About this exercise:
Collect all lines containing the word "clicks" from the data.

Exercise materials:
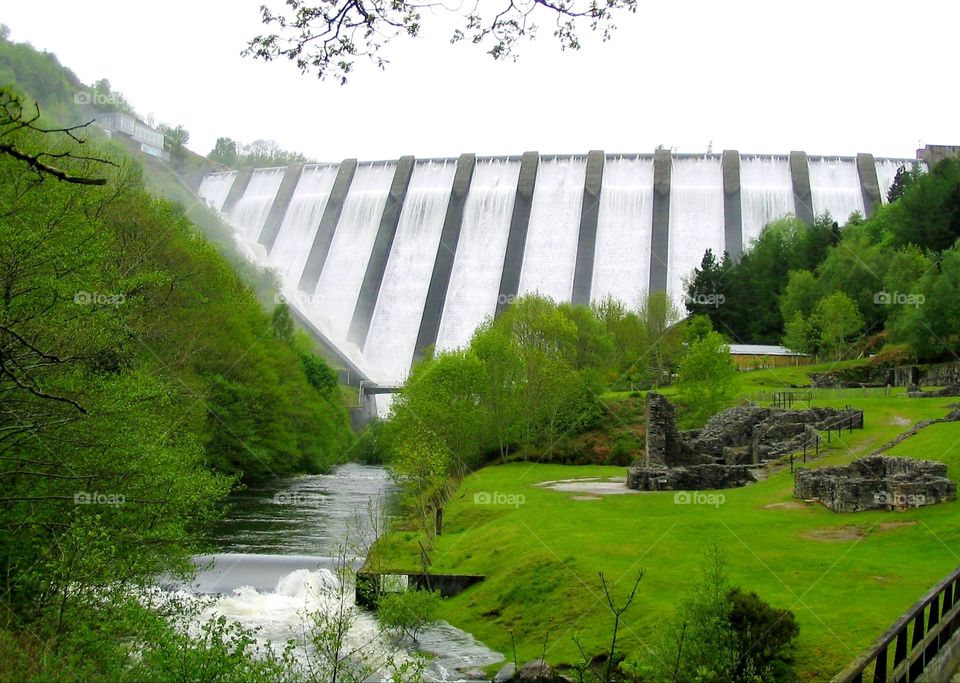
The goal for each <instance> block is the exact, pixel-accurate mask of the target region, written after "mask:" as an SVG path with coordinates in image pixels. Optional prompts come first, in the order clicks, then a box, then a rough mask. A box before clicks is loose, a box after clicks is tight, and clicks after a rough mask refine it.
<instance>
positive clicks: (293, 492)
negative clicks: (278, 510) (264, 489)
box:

Task response:
The goal for each <instance> block is the exact, pixel-accurate mask of the target region, written after "mask:" as an SVG path with coordinates in image pixels. Optional prompts come first, in the order clicks, then a box, then a rough mask. A box before clicks is loose, a box after clicks is tight, and clicks after a rough mask refine it.
positive clicks: (293, 492)
negative clicks: (278, 510) (264, 489)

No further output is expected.